Excerpt:

────

As January nears a close, the beginning of 2019 has proven to be a rocky start. From predictions of a global economic slowdown, to a government shutdown now over a month old, to more Brexit drama, it has been an eventful month so far.
Although there is plenty of news that can be discussed, I would like to share some highlights of the past few weeks that I found particularly interesting. Let’s dive in.
Drama in Davos
With the annual economic forum underway this week in the Swiss Alps, the global economy appears to be heading for a slowdown. This is not a one factor dilemma either, with worries coming in from many areas of the world.
First, there is Europe and the EU. Politics are weighing heavily on the region, with drama unfolding in multiple countries.
In France, there are the on-going “yellow vest” protests against President Emanuel Macron. These began in response to a proposed gas tax that Macron wanted to use to help combat climate change. These protests highlight the former investment banker’s dwindling approval rating, now at 27%. Such low popularity makes it even harder for him to pass pro-business legislation aimed at loosing labor regulations. With Chronically high unemployment at around 9.4%, the proposed deregulations from a confident new leader were seen by many as a possible fix to France’s struggling labor market.
Italy has helped to fuel the slowdown as its populist coalition government has contended with the rest of the EU over a deficit-increasing budget. Italy is already highly indebted and the new budget, which proposes steep increases to welfare and public spending, would continue to add to it. The risk of high deficits helped push up borrowing costs in Italy over the past year. Even with recent compromises between Brussels and Rome , the financial woes have led to a 2019 growth forecast of only 0.6% for the country.

────

Information provided:

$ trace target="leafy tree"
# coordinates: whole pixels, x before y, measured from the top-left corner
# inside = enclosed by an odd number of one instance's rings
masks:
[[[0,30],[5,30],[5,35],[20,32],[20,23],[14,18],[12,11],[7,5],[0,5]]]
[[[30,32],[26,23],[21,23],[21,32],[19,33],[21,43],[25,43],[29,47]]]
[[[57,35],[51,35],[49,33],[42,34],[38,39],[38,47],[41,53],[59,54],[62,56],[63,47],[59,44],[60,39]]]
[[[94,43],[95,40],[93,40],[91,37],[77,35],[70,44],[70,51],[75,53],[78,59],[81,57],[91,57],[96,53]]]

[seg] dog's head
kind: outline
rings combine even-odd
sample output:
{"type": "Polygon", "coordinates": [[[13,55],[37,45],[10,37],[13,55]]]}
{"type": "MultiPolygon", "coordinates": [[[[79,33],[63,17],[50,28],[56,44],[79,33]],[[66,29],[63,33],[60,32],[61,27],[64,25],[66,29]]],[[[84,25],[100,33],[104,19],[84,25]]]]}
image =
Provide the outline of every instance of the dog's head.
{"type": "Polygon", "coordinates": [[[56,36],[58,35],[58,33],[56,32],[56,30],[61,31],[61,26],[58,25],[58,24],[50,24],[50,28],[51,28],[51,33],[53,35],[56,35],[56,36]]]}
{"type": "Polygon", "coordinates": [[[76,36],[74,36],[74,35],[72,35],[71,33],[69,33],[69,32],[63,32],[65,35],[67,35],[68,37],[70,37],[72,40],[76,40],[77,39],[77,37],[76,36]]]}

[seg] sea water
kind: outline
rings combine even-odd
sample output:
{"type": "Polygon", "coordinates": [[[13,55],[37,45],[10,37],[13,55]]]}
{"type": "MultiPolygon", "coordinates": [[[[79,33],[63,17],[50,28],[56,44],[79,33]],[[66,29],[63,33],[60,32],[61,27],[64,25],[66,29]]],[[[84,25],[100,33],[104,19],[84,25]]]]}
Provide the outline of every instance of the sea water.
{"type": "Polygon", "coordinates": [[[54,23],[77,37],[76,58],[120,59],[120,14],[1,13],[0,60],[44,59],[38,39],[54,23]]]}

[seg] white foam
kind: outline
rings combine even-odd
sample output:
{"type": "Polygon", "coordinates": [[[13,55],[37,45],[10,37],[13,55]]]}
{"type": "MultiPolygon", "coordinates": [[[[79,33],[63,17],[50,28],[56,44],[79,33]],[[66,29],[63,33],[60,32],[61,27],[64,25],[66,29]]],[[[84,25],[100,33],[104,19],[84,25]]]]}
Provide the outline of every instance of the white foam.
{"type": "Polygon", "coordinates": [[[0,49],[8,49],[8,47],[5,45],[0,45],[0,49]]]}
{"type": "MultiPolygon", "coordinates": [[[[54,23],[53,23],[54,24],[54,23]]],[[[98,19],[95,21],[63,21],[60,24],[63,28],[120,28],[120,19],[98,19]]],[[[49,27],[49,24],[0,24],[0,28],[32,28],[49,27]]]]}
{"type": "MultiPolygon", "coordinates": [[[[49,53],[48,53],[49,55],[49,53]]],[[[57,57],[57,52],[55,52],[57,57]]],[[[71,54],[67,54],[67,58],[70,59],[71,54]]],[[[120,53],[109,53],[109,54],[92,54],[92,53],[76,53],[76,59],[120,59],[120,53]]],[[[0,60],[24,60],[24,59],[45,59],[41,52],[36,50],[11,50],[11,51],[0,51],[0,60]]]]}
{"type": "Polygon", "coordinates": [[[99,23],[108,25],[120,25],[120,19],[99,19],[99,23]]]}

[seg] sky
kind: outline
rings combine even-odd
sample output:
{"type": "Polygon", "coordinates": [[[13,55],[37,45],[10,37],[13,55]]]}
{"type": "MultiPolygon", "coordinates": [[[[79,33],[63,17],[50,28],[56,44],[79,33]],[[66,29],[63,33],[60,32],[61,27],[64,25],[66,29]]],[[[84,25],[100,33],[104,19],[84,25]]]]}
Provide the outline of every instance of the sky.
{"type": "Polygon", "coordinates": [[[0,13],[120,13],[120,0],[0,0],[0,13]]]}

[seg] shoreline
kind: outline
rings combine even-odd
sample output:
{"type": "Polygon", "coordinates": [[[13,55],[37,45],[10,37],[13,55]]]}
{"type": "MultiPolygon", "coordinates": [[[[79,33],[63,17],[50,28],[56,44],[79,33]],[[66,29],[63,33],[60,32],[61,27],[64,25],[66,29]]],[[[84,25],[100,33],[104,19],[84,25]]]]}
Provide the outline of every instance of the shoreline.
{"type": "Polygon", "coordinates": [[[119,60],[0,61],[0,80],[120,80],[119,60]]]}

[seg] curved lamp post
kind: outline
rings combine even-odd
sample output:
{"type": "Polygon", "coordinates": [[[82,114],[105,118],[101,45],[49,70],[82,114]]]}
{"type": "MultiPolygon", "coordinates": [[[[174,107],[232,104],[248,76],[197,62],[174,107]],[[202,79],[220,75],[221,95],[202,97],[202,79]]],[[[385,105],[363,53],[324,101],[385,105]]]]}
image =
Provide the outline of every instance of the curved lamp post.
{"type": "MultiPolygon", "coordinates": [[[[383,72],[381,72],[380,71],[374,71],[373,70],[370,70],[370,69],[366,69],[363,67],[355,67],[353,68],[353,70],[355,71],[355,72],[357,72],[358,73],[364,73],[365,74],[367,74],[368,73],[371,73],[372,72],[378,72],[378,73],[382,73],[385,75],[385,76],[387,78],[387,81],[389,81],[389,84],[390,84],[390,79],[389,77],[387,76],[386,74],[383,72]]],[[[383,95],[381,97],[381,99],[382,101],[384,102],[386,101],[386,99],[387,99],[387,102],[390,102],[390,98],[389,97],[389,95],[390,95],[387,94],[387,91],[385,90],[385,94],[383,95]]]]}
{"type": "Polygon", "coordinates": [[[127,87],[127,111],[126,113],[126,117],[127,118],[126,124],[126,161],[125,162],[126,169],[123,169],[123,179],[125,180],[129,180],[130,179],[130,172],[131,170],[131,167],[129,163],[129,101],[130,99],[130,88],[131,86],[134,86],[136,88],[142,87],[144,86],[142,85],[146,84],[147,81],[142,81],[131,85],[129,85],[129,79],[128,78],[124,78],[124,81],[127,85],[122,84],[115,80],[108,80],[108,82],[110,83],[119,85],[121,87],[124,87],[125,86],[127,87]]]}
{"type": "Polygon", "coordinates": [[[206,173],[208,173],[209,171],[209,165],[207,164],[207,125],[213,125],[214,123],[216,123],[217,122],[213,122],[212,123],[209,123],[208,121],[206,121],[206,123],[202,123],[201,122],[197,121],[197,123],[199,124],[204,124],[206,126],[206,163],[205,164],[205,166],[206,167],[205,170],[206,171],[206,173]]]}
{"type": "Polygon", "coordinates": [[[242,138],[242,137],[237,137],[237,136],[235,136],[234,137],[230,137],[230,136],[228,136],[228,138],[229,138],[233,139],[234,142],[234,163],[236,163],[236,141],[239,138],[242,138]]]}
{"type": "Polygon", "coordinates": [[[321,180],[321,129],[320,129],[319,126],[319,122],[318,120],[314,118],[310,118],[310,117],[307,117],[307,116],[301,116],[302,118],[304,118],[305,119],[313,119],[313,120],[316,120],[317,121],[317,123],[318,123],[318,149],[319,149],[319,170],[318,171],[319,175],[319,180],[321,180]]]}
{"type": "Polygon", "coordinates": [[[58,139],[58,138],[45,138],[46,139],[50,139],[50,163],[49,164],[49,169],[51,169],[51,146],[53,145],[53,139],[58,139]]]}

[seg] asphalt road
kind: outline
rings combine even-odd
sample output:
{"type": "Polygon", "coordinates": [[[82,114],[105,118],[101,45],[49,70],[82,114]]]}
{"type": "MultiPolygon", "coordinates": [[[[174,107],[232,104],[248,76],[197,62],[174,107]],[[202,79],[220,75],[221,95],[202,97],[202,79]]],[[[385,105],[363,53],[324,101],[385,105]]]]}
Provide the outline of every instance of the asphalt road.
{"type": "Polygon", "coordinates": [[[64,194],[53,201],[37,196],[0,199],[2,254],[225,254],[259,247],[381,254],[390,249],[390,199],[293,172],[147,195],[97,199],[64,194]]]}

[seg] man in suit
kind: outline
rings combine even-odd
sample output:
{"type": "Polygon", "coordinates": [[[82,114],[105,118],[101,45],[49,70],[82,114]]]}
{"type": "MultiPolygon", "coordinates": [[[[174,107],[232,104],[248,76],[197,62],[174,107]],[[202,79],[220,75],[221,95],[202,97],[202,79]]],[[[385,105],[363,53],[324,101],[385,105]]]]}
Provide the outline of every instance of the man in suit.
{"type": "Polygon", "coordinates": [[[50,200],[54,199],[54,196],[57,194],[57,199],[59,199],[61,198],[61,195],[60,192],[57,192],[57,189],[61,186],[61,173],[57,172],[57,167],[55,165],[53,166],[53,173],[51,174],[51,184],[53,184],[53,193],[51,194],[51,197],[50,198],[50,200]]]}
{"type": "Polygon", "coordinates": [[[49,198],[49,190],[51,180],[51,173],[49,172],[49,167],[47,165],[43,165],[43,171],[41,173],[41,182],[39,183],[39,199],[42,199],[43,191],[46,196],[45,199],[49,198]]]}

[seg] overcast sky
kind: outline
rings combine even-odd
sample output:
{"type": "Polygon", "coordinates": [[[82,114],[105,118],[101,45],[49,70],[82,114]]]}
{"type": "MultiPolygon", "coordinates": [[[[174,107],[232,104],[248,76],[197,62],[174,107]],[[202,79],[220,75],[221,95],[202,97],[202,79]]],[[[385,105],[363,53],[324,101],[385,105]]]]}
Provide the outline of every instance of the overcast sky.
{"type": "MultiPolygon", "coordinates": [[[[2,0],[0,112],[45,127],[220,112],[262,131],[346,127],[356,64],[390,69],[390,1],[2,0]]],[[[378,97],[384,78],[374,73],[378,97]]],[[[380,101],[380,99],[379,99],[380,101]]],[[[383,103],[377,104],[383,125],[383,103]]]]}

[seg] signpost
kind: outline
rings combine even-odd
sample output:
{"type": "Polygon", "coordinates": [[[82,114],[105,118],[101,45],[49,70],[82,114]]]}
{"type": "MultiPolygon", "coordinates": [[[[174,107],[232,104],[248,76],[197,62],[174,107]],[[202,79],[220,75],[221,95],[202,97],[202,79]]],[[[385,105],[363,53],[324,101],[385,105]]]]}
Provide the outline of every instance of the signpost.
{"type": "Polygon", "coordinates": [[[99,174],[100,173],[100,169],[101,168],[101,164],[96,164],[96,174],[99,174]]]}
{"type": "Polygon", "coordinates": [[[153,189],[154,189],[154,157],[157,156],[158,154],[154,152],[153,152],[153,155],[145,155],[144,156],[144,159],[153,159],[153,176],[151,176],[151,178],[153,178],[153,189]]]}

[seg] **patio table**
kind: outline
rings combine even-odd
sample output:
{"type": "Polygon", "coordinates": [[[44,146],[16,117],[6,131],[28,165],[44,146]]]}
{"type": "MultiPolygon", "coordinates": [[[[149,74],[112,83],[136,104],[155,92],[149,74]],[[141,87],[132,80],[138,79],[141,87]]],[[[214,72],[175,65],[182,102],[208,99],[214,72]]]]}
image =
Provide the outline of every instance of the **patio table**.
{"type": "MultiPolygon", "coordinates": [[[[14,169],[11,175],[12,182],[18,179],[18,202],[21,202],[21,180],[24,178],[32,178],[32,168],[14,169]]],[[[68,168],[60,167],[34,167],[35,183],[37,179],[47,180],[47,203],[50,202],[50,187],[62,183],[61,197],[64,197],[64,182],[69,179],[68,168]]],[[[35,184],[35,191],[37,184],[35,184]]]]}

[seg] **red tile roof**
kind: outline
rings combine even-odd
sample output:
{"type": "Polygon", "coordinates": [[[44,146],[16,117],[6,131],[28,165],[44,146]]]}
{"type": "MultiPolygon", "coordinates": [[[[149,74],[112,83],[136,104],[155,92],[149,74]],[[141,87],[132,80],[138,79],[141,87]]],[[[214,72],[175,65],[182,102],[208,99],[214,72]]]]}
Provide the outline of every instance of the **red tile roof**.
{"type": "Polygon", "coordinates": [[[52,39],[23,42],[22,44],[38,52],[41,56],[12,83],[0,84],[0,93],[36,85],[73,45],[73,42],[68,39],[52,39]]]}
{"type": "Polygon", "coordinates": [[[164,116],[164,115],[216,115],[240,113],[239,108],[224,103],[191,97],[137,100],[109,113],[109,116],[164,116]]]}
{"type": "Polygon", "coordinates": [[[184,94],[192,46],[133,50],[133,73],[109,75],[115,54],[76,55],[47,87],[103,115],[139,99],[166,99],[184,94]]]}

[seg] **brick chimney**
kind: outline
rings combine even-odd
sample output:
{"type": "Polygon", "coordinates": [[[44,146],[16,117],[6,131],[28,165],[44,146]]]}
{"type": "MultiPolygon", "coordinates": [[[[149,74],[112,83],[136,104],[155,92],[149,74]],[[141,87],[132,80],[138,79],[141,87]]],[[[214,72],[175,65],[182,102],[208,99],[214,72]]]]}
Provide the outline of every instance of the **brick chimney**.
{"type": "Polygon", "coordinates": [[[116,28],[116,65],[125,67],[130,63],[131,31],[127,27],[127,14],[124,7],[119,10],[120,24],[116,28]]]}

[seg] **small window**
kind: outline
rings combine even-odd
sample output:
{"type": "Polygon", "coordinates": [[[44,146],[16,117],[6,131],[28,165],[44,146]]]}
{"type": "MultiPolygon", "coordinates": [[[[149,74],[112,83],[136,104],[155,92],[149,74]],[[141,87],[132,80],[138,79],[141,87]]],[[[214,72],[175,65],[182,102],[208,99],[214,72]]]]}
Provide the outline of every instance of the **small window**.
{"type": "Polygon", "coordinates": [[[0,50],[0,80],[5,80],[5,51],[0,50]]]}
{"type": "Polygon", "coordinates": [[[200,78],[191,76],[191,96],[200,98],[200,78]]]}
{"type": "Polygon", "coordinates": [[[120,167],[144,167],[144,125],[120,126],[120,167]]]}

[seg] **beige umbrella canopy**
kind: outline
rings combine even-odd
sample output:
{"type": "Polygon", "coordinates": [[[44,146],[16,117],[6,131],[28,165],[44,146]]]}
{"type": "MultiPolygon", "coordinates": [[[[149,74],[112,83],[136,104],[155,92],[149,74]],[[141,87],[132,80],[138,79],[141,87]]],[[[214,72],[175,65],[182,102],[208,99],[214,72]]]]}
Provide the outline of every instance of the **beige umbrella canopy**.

────

Exercise task 1:
Answer these questions using the early-2019 economy roundup:
(a) Where is the annual economic forum taking place?
(b) What approval rating does the roundup give for President Emanuel Macron?
(c) What growth forecast for 2019 is reported for Italy?
Exercise task 2:
Carry on the early-2019 economy roundup, beginning with the sentence after the one about Italy's 2019 growth forecast.
The entries were taken from a separate source and have no connection to the early-2019 economy roundup.

Output 1:
(a) In the Swiss Alps.
(b) 27%.
(c) 0.6%.

Output 2:
Adding to downward pressure from Europe is China, the world’s second largest economy. China’s growth fell to a 28-year low of 6.6% last year, highlighting a drop off in consumer spending across the board. Automobile, property, and retail sales all fell last year as Chinese consumers contended with higher prices and increasing debt. Although not the main cause of problems, tariffs from an on-going trade war with the U.S. have helped push up prices and subdue confidence as well.
China’s Communist Party leadership sits at crossroads now. On one hand, they can increase spending and reverse the past year’s trend of slowing debt growth. This would help stimulate the economy but would further balloon debt that was at 266% of GDP in 2017. On the other hand, they could cut taxes to help put money back into consumers’ pockets. This would help fuel the public deficit though, and also put upward pressure on debt.
Coupling the EU and China’s woes with the continued drama of Brexit and a prolonged government shutdown in the U.S., the IMF recently lowed their global growth forecast to 3.5% for 2019, the second decrease in the pat six months.
After many years of expansion, the housing market appears to have reached its peak. Home sales for December 2018 dropped 6.4% from the previous month and 10.3% from a year earlier. This comes on top of slowing prices as well.
A combination of a few factors have likely caused the sales drop off. First, there is the simple fact that home prices have reached a fairly high point. The median property value was at $223,000 in December 2018 according to Zillow.com, up 7.2% from the previous year. This price growth has far outpaced the 3.2% wage growth in the same time period. Many people are likely being priced out of new homes.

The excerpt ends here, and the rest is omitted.